EXTRACT:
[Start of section]

VCI-Position in a nutshell
The EU Commission has published the “Biodiversity Strategy for 2030” as an important element of its "Green Deal". The strategy includes measures for a coherent network of protected areas, an EU plan for the restoration of nature, and a roadmap for achieving biodiversity goals yet to be formulated.
The claim associated with this: assuming an international leading role in the protection of biodiversity. The German chemical and pharmaceutical industry is committed to the Convention on Biological Diversity (CBD) and the Sustainable Development Goals of the United Nations; the industry supports the protection and sustainable use of biodiversity and ecosystem services.

[End of section]

QUESTIONS TO ANSWER:
[1] In the VCI position text, substitute "sector" for "industry" and give the passage again, starting with "The claim associated" and going on through "and ecosystem services.".
[2] List the measures that the VCI position text says the Biodiversity Strategy for 2030 includes.
[3] Please write the next part of the VCI position text, picking up after its last sentence.
The listing is not needed for any of this work.

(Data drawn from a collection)
[Start of section]

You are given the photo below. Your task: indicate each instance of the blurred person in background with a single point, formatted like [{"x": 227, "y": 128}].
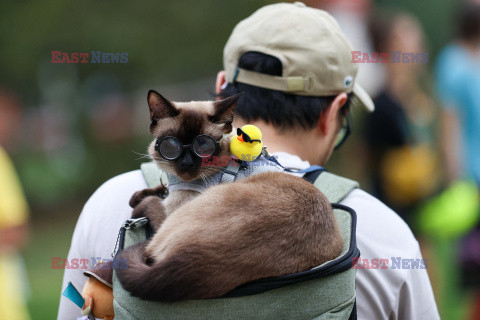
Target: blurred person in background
[
  {"x": 400, "y": 133},
  {"x": 458, "y": 87},
  {"x": 13, "y": 219}
]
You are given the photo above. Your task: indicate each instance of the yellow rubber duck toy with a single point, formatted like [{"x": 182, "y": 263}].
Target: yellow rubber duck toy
[{"x": 247, "y": 144}]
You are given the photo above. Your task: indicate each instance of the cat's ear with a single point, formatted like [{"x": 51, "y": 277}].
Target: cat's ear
[
  {"x": 159, "y": 107},
  {"x": 224, "y": 109}
]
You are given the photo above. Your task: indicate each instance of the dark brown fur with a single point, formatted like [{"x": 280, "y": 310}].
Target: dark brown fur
[{"x": 205, "y": 245}]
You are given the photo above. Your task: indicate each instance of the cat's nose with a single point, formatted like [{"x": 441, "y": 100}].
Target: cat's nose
[{"x": 187, "y": 161}]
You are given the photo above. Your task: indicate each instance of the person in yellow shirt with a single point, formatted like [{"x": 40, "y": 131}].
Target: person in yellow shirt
[{"x": 13, "y": 234}]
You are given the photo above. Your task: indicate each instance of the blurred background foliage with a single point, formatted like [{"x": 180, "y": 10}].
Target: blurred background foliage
[
  {"x": 60, "y": 151},
  {"x": 71, "y": 127}
]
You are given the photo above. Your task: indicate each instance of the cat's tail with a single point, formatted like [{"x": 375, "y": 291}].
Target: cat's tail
[{"x": 173, "y": 279}]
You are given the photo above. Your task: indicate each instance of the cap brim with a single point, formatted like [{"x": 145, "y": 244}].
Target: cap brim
[{"x": 363, "y": 97}]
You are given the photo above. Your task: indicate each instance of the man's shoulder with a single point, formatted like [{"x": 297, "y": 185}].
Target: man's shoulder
[
  {"x": 380, "y": 231},
  {"x": 118, "y": 187},
  {"x": 108, "y": 208}
]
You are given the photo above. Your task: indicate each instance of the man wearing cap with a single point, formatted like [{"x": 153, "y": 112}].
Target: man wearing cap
[{"x": 294, "y": 65}]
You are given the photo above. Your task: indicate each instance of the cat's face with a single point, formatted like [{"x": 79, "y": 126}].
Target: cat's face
[{"x": 185, "y": 121}]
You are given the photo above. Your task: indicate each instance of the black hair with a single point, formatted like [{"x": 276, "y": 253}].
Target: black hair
[
  {"x": 469, "y": 21},
  {"x": 283, "y": 110}
]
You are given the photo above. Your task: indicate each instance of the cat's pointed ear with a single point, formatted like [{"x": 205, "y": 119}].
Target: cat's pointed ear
[
  {"x": 160, "y": 107},
  {"x": 224, "y": 109}
]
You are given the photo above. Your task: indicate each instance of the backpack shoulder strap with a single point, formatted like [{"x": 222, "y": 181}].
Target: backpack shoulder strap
[
  {"x": 152, "y": 174},
  {"x": 335, "y": 188}
]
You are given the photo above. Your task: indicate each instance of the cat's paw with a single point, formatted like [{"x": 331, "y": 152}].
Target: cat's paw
[
  {"x": 160, "y": 191},
  {"x": 152, "y": 208}
]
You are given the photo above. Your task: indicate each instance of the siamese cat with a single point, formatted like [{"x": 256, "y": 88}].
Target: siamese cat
[{"x": 206, "y": 244}]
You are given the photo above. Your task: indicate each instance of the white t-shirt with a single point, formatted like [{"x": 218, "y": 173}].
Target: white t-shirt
[{"x": 402, "y": 290}]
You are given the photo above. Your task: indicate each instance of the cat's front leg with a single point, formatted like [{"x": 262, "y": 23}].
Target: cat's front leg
[
  {"x": 152, "y": 208},
  {"x": 159, "y": 191}
]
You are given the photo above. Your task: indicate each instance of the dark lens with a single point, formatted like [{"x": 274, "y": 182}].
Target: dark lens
[
  {"x": 246, "y": 137},
  {"x": 204, "y": 146},
  {"x": 170, "y": 148}
]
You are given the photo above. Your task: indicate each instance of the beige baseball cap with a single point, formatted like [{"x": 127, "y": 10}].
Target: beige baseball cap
[{"x": 315, "y": 55}]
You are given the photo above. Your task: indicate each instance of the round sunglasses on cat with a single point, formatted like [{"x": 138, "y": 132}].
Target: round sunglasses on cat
[{"x": 171, "y": 148}]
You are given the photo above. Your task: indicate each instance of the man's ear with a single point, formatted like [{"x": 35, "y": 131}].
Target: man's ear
[
  {"x": 159, "y": 107},
  {"x": 328, "y": 120},
  {"x": 221, "y": 80},
  {"x": 224, "y": 110}
]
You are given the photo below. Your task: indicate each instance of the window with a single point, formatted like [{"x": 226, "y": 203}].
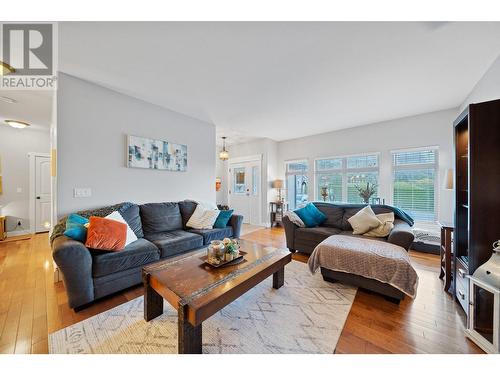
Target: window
[
  {"x": 239, "y": 180},
  {"x": 296, "y": 183},
  {"x": 414, "y": 185},
  {"x": 338, "y": 179}
]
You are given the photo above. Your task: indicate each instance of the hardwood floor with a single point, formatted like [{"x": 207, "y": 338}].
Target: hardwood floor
[{"x": 32, "y": 306}]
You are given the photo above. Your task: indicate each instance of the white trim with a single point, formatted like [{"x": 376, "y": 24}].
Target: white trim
[
  {"x": 343, "y": 171},
  {"x": 244, "y": 159},
  {"x": 247, "y": 159},
  {"x": 15, "y": 233},
  {"x": 31, "y": 198},
  {"x": 348, "y": 155},
  {"x": 413, "y": 149}
]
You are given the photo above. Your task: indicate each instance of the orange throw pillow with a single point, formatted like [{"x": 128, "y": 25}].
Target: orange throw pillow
[{"x": 106, "y": 234}]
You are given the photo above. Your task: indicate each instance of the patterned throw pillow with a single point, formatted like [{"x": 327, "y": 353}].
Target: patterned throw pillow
[
  {"x": 311, "y": 216},
  {"x": 202, "y": 218},
  {"x": 106, "y": 234},
  {"x": 294, "y": 218},
  {"x": 383, "y": 229},
  {"x": 223, "y": 218},
  {"x": 131, "y": 237},
  {"x": 364, "y": 220},
  {"x": 75, "y": 227}
]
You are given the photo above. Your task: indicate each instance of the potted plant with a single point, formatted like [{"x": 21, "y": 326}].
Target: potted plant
[
  {"x": 232, "y": 249},
  {"x": 367, "y": 191}
]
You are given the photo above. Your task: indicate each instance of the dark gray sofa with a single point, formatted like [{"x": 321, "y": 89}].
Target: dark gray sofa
[
  {"x": 306, "y": 239},
  {"x": 161, "y": 230}
]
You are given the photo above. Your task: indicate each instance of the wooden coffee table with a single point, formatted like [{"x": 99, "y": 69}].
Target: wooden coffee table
[{"x": 197, "y": 290}]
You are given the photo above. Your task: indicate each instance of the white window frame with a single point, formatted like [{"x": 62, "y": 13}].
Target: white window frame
[
  {"x": 287, "y": 174},
  {"x": 419, "y": 166},
  {"x": 344, "y": 171}
]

[End of section]

EXERCISE ANSWERS:
[1]
The claim associated with this: assuming an international leading role in the protection of biodiversity. The German chemical and pharmaceutical sector is committed to the Convention on Biological Diversity (CBD) and the Sustainable Development Goals of the United Nations; the sector supports the protection and sustainable use of biodiversity and ecosystem services.

[2]
- A coherent network of protected areas
- An EU plan for the restoration of nature
- A roadmap for achieving biodiversity goals yet to be formulated

[3]
Knowing the challenges and tackling them
The measures and objectives of the European biodiversity strategy must be carefully examined in terms of their economic impact and the global competitiveness of companies in the EU. The loss of competitiveness means that production sites in countries with less stringent requirements become more attractive. Furthermore, potential trade-offs must be considered – for example, between the expansion of wind and hydropower plants or extensive land use for food production on the one hand and species and habitat protection on the other. Here, close interlinking of the various strategies under the umbrella of the "Green Deal" is essential. The EU’s current plan for nature restoration provides for the protection of habitats as a whole. This should be maintained, as intact habitats are the basis for species protection. Existing legislation, such as the German soil protection provisions, should be taken into account, in order to avoid duplicate regulations or even contradictions. Local solutions can be more suitable for the given purpose and should be preferred in case of doubt.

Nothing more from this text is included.